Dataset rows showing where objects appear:
===============

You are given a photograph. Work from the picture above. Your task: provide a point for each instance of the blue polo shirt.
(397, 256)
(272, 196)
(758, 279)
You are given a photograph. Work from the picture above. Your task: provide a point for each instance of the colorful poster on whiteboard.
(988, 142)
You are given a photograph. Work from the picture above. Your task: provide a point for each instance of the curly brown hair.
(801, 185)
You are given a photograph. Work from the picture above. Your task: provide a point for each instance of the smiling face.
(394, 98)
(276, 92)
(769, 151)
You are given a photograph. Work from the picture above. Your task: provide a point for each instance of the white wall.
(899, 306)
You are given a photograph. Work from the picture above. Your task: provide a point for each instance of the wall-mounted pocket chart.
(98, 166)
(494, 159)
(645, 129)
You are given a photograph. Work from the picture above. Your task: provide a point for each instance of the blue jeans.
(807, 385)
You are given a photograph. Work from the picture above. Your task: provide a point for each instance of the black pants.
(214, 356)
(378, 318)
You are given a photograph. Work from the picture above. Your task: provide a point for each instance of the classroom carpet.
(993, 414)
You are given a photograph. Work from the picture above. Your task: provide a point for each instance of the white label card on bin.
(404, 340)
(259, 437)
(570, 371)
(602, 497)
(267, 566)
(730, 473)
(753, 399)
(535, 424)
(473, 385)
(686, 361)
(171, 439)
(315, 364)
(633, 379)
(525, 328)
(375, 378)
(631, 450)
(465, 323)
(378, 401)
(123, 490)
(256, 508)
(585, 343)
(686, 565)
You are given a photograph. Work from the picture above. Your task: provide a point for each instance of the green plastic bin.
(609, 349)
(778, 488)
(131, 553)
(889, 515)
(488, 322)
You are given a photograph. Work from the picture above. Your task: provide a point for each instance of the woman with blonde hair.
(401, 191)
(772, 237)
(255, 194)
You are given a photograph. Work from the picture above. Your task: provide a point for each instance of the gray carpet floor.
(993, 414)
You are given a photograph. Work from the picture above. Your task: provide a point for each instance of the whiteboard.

===============

* What to produce *
Recast the material as a JSON list of strings with one string per line and blank lines left out, starting at the line that contains "green plastic bin." and ending at the last line of the material.

* Written response *
[
  "You are given a photograph. Work from the picture above. Your task: provide a point for each instance of the green plastic bin.",
  "(609, 349)",
  "(778, 488)",
  "(131, 553)",
  "(889, 515)",
  "(488, 322)",
  "You are given a photograph. Work from the picture above. Your task: provide a point for each instance of the woman with blonde hair.",
  "(401, 191)",
  "(772, 237)",
  "(255, 194)",
  "You are given a photograph. Work from the picture above. Your task: provide a point for each instance of the gray carpet floor.",
  "(993, 414)",
  "You are given a photograph. Work from the picture above. Your task: provide a point for each instance of the whiteboard."
]